- _OBJETIVO 1_:
Na entrevista sobre economia, copie cada frase que termina com ponto de interrogação, uma por linha.
- _OBJETIVO 2_:
Devolva da entrevista sobre economia tudo desde "O economista Alfred" até "em qual momento?".
- _OBJETIVO 3_:
Escreva a continuação da entrevista sobre economia a partir da última frase apresentada.

===== TRECHO DO TEXTO

ENTREVISTA: “É Preciso Estabelecer a Cultura da Economia”, diz William Pereira, Mestre em Economia da UFRN

William Pereira é economista, professor e coordenador do mestrado em economia da UFRNWilliam Pereira é economista, professor e coordenador do mestrado em economia da UFRN


Em tempos de crise é possível poupar?

Sempre é possível. Precisa desenvolver o pensamento econômico.  Revendo o que vai comprar, para não perder alimentos, como vai conservar, o que pode ser aproveitado. Tanto na cozinha, como em toda a casa, ver pontos em que se pode reduzir custos, melhorar os gastos.

A poupança ainda é uma forma viável, mesmo com a Selic nesta taxa de 13%?

Sim. Ainda é o investimento menos ruim para a classe trabalhadora. Em situação de insegurança, a poupança é a menos ruim, mesmo com certa perda devido a inflação, as taxas.  No livro trago sugestões de como poupar e como investir. E imóveis sempre também são uma boa forma de investir, porque sempre se valoriza. Para quem tem dinheiro, é ainda vantajoso investir em imóveis.

A economia nos últimos anos cresceu puxada pelo consumo das famílias, com a política e transferência de  recursos por meio de políticas sociais. Com a esta recessão, quais as projeções?

O economista Alfred Marshall já dizia que a economia é uma tesoura, um lado da oferta e a outra demanda, que só faz sentido se caminharem juntas. O país andava meio parado. A política econômica de reaquecer a partir do consumo foi e ainda é muito importante, sobretudo entre a classe trabalhadora, que tinha uma demanda contida. Não havia renda para consumir. É preciso gerar renda para se consumir. Agora é preciso agir do outro lado da tesoura, na geração de oferta. Este é ainda o nosso grande pecado. Trabalhou-se pouco a oferta, ou seja, na produção de mercadorias e serviços. Ampliar a oferta de bens e serviços.

O descompasso da “tesoura” se deu em qual momento?

==========
===== LINHAS FORNECIDAS

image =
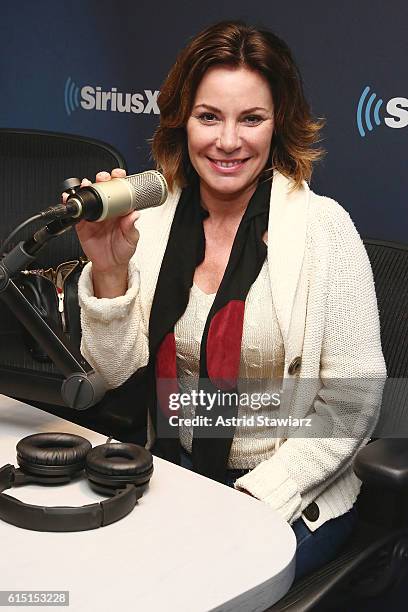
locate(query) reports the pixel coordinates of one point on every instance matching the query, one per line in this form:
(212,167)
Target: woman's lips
(216,164)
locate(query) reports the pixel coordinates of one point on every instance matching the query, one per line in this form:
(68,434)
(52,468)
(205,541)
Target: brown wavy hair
(233,43)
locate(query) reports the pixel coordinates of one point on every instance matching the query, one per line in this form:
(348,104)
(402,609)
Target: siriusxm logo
(93,98)
(369,107)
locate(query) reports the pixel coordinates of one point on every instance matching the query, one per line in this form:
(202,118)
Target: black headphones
(120,471)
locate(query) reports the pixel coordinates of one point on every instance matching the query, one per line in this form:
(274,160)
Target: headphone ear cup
(52,454)
(113,466)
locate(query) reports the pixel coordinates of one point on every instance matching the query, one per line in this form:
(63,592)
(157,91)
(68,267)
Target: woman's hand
(109,245)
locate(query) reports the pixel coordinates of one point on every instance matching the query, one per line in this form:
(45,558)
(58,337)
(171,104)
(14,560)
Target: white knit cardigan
(323,292)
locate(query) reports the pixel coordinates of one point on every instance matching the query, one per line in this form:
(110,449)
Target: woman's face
(230,129)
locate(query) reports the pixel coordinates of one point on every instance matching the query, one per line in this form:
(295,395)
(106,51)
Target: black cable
(17,230)
(52,212)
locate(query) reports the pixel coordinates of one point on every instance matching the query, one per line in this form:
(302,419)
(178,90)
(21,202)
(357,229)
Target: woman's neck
(222,207)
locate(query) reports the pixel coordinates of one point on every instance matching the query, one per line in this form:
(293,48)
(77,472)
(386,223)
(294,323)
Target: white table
(190,544)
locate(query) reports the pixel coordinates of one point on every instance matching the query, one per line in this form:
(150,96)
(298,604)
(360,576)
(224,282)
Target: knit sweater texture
(324,299)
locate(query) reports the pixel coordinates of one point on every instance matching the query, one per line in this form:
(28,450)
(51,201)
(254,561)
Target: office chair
(375,560)
(33,165)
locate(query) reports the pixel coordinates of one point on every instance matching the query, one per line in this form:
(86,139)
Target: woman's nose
(228,138)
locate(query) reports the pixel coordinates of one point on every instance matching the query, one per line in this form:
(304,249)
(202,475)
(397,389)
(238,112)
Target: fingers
(103,176)
(118,173)
(129,230)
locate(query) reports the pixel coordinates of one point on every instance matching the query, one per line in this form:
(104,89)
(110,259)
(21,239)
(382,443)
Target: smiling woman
(202,304)
(229,133)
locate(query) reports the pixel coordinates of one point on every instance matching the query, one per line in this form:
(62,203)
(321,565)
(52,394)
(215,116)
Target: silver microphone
(118,197)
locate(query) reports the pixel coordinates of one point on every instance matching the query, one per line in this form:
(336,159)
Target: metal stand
(83,387)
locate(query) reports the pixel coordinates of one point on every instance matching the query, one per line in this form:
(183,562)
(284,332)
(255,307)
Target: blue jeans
(314,548)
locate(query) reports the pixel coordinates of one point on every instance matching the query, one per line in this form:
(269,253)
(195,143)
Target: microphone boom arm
(83,386)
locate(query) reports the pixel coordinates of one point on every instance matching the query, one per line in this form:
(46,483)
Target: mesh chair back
(389,261)
(32,167)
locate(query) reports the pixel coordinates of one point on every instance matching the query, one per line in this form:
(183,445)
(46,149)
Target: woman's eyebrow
(217,110)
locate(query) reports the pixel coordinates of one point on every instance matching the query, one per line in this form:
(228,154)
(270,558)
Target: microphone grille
(150,189)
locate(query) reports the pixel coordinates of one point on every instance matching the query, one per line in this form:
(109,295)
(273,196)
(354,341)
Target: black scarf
(221,342)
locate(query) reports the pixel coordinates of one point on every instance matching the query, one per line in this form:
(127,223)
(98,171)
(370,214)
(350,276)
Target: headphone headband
(67,518)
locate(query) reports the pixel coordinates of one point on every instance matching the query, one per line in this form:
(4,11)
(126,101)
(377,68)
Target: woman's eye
(253,119)
(207,117)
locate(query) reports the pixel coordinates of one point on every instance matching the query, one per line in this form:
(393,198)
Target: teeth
(227,164)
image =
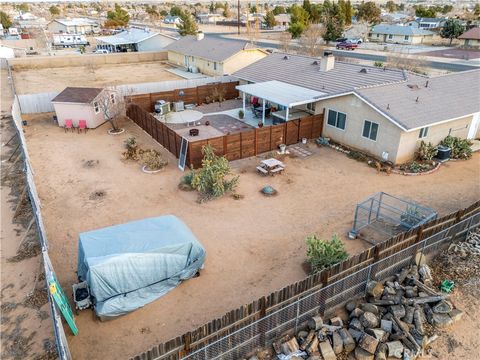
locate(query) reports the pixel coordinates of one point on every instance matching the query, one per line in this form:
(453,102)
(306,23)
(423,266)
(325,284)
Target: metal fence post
(297,316)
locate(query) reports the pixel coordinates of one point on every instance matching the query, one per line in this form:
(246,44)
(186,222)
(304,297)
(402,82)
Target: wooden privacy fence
(233,146)
(194,95)
(261,321)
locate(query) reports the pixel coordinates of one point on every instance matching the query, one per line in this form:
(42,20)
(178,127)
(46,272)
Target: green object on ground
(447,285)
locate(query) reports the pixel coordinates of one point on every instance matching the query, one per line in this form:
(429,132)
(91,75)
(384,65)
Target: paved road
(440,65)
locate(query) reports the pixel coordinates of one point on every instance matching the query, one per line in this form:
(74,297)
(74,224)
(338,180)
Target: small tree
(5,20)
(211,179)
(322,254)
(188,26)
(112,104)
(311,40)
(452,29)
(369,12)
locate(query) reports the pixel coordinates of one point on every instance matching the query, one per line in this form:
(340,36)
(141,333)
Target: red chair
(82,125)
(68,125)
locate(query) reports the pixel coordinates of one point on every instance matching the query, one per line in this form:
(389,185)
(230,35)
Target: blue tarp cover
(130,265)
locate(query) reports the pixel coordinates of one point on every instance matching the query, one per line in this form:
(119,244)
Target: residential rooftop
(399,30)
(305,71)
(210,48)
(423,101)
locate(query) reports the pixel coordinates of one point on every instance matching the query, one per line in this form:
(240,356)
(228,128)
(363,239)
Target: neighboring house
(172,20)
(471,37)
(211,55)
(383,112)
(134,40)
(209,18)
(427,23)
(282,21)
(399,34)
(74,26)
(69,40)
(80,103)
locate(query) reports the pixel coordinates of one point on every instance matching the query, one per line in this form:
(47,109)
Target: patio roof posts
(263,111)
(243,98)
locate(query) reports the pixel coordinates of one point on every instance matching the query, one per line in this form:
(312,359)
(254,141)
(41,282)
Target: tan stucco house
(471,38)
(81,103)
(383,112)
(399,34)
(211,55)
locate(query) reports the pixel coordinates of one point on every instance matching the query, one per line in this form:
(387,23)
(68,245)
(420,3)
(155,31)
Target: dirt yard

==========

- _RESPOSTA 1_:
Em tempos de crise é possível poupar?
A poupança ainda é uma forma viável, mesmo com a Selic nesta taxa de 13%?
Com a esta recessão, quais as projeções?
O descompasso da “tesoura” se deu em qual momento?

- _RESPOSTA 2_:
O economista Alfred Marshall já dizia que a economia é uma tesoura, um lado da oferta e a outra demanda, que só faz sentido se caminharem juntas. O país andava meio parado. A política econômica de reaquecer a partir do consumo foi e ainda é muito importante, sobretudo entre a classe trabalhadora, que tinha uma demanda contida. Não havia renda para consumir. É preciso gerar renda para se consumir. Agora é preciso agir do outro lado da tesoura, na geração de oferta. Este é ainda o nosso grande pecado. Trabalhou-se pouco a oferta, ou seja, na produção de mercadorias e serviços. Ampliar a oferta de bens e serviços.

O descompasso da “tesoura” se deu em qual momento?

- _RESPOSTA 3_:
Em 1988, 1989 nós acabamos com o planejamento econômico. O Plano Real traz benefícios, mas de forma abrupta. Gera uma queda do dólar de forma tão rápida, com o dólar custando R$ 0,83, que fez com que as pessoas que queriam consumir trocassem  o produto nacional  pelo estrangeiro. E muitas empresas, indústrias que não tinham capacidade para competir com o mercado estrangeiro, quebraram. Foi o setor de autopeças, a indústria têxtil, a de brinquedos. Grande parte do empresariado procurou, para atender essa demanda contida, a saída mais rápida que foi a importação e isso prejudicou muito o país. Nos anos 1990 quando começou o plano real, havia um parque de produção autopeças para a industria brasileira. E com o dólar muito mais baixo, equiparado ao real, as montadoras buscaram comprar essas peças fora, era mais barato. O parque de autopeças foi praticamente destruído, se perdeu a geração de emprego, de renda e de tecnologia no país. E isso perdurou até 1999, com a mudança da política cambial, voltou a favorecer o produto nacional. Há também a questão macro, essa crise que aí está vem desde 2008 com a crise financeira mundial e o Governo da gestão anterior fez de tudo para afastar os efeitos que até então não eram sentidos e havia um crescimento do PIB. E estas medidas de ajustes, de contenção não deveriam ter sido feitas naquele momento, porque se fossem seria pior e iriam antecipar uma situação de crise. Eles acertaram em não antecipar, em delongar para agora esta situação.

E o que esperar, quais as perspectivas para 2015?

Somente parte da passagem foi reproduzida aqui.